Segment Start: Exercise text
Community is on board

August 2020

Before March of this year, recent generations of Australians read about wartime rationing in their school text books. The idea they themselves would be unable to walk into a supermarket and obtain staple items seemed far-fetched.

Then came COVID-19 and the shock of empty supermarket shelves, as panic buying of basic items like pasta, rice, toilet paper and cleaning products set in. Even in recent weeks, we have again witnessed examples of this behaviour as concern over COVID-19 outbreaks caused some consumers to unnecessarily start stockpiling items.

Those working in freight transport know all too well that behind every product line and well-stocked retail store is a supply chain that involves multiple personnel, numerous transactions, different transport modes and complex planning and scheduling, all of which are required to transport products from their point of origin to the shelf, or to the consumer’s doorstep.

The most pressing challenge for logistics companies providing services to retail outlets at the onset of the COVID-19 pandemic was getting stock into stores quickly enough to satisfy extraordinarily heightened levels of consumer demand.

Curfews that prohibit deliveries during certain hours proved a significant barrier to addressing that challenge.
Segment End: Exercise text
Segment Start: Given information
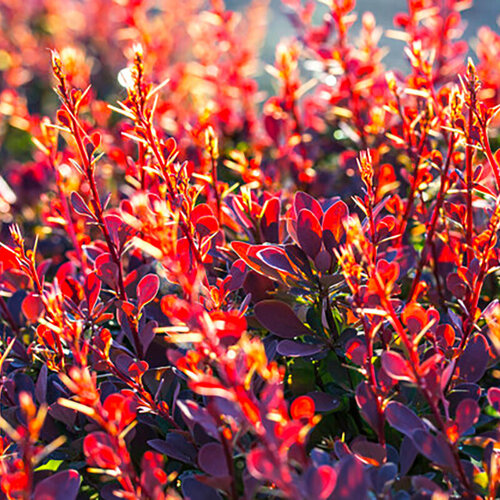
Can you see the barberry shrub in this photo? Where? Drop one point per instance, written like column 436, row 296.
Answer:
column 208, row 292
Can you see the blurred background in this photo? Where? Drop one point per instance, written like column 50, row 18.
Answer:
column 482, row 13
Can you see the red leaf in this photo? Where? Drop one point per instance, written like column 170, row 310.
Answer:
column 280, row 319
column 355, row 350
column 321, row 482
column 302, row 407
column 467, row 414
column 92, row 290
column 120, row 409
column 309, row 233
column 333, row 225
column 260, row 465
column 80, row 206
column 99, row 450
column 494, row 397
column 147, row 289
column 435, row 448
column 303, row 200
column 269, row 221
column 32, row 307
column 472, row 364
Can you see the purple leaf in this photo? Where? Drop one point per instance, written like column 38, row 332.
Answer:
column 175, row 446
column 466, row 415
column 212, row 460
column 280, row 319
column 494, row 397
column 63, row 485
column 269, row 221
column 323, row 401
column 435, row 448
column 303, row 200
column 352, row 482
column 472, row 364
column 41, row 385
column 196, row 490
column 408, row 452
column 397, row 367
column 321, row 481
column 309, row 233
column 295, row 349
column 402, row 418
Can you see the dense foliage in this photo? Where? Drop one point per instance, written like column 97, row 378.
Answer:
column 207, row 292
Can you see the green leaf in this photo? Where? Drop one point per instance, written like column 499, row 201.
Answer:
column 52, row 465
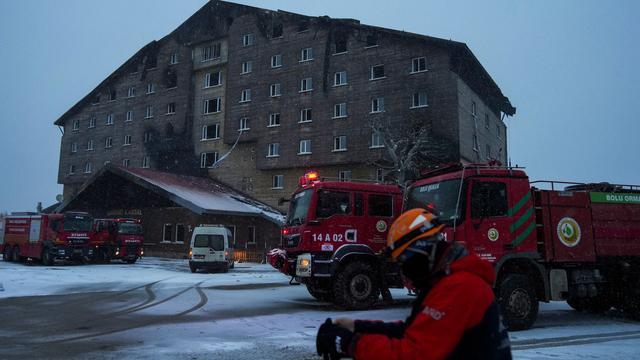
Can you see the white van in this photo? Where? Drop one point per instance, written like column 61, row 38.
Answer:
column 210, row 248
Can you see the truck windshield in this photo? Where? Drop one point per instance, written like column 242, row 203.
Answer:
column 299, row 208
column 78, row 223
column 129, row 229
column 442, row 196
column 216, row 242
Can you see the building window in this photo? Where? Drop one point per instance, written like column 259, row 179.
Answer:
column 372, row 40
column 211, row 52
column 210, row 132
column 340, row 78
column 179, row 233
column 278, row 182
column 167, row 231
column 344, row 175
column 212, row 106
column 419, row 65
column 247, row 40
column 306, row 54
column 174, row 58
column 212, row 79
column 274, row 150
column 148, row 112
column 419, row 99
column 377, row 72
column 245, row 96
column 276, row 61
column 376, row 140
column 274, row 120
column 340, row 45
column 244, row 124
column 340, row 143
column 377, row 105
column 306, row 84
column 129, row 116
column 171, row 108
column 207, row 160
column 305, row 115
column 247, row 67
column 340, row 110
column 275, row 90
column 276, row 31
column 305, row 147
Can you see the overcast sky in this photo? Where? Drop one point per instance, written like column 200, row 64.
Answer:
column 569, row 67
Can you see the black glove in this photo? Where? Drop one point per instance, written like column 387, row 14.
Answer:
column 333, row 341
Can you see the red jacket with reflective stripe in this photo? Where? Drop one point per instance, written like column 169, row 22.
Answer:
column 455, row 304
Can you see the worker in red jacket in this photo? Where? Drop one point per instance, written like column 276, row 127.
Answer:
column 455, row 315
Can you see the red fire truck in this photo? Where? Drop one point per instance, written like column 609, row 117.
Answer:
column 332, row 232
column 117, row 239
column 580, row 243
column 47, row 237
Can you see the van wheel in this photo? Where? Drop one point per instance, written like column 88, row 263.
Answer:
column 7, row 254
column 16, row 254
column 356, row 286
column 47, row 259
column 518, row 302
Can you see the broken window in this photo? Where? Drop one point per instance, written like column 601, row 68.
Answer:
column 277, row 30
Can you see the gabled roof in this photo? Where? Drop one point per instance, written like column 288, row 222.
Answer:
column 463, row 61
column 199, row 194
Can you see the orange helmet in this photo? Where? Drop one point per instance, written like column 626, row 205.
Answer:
column 411, row 226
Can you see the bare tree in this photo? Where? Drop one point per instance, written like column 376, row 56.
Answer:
column 411, row 146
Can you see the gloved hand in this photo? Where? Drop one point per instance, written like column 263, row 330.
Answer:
column 333, row 341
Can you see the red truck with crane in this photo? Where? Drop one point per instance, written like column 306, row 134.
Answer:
column 119, row 239
column 570, row 241
column 331, row 235
column 46, row 237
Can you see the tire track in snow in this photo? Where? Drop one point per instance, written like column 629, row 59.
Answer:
column 573, row 340
column 203, row 301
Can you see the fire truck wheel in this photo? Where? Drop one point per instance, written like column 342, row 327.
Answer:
column 517, row 298
column 320, row 293
column 7, row 254
column 16, row 254
column 47, row 260
column 356, row 286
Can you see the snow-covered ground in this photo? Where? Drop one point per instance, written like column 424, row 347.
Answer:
column 157, row 309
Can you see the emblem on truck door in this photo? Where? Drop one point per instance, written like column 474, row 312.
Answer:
column 569, row 232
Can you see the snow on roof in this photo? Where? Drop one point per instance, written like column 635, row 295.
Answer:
column 205, row 194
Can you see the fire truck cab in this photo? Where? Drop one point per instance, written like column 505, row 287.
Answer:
column 331, row 236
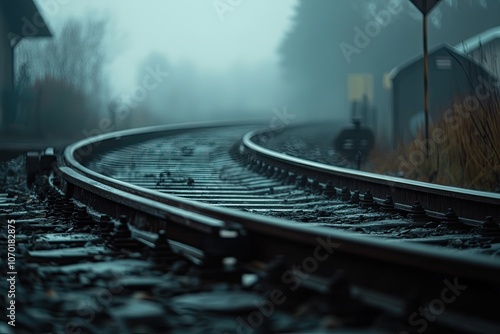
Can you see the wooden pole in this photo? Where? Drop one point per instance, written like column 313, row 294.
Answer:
column 426, row 83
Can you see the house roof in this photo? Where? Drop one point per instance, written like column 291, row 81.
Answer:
Segment End: Given information
» **To do**:
A) Using the supply chain article, say whether each statement agrees with it, and quote the words that decide it: (i) the panic buying included toilet paper and cleaning products; (ii) delivery curfews helped logistics companies meet consumer demand; (iii) the article is dated March 2020.
B) Write the next part of the supply chain article, starting after its last sentence.
The entries are separate material, unrelated to the supply chain article.

» **Answers for the exercise**:
A)
(i) Yes: "panic buying of basic items like pasta, rice, toilet paper and cleaning products set in."
(ii) No: "Curfews that prohibit deliveries during certain hours proved a significant barrier to addressing that challenge."
(iii) No: "August 2020"

B)
Fortunately, this barrier quickly addressed, and within about a week, governments took action to suspend curfews and give logistics companies the flexibility needed to facilitate overnight deliveries.

ALC has long advocated for the removal of such blanket restrictions, many of which date from the 1980s — an era of different considerations. Certainly, the ‘night-time economy’ (let alone a 24/7 one) was not a factor 40 years ago.

Inflexible regulations like curfews do nothing to recognise or incentivise take-up of new and emerging vehicle technologies that can be deployed to undertake freight tasks less intrusively.

For instance, several larger operators are keen to pursue more rapid uptake of electric delivery vehicles, which have lower emissions and very low noise levels when operating.

But there is little reason for them to invest in such technology when the blanket application of operational restrictions does nothing to recognise these advantages.

Like other industries, logistics operators and their customers are adjusting to the reality of operating in the COVID-19 world and responding to changes in the way consumers wish to access their essentials.

COVID-19 has altered consumer demand and expectations, particularly around home deliveries of essential items including groceries. Increased demand for those services will remain post-pandemic.

At least for the foreseeable future, COVID-19 has also altered public transport patronage.

With commuters potentially reluctant to use public transport, we need to consider what that will mean for congestion on our roads — and ensure logistics operators can operate outside of peak times.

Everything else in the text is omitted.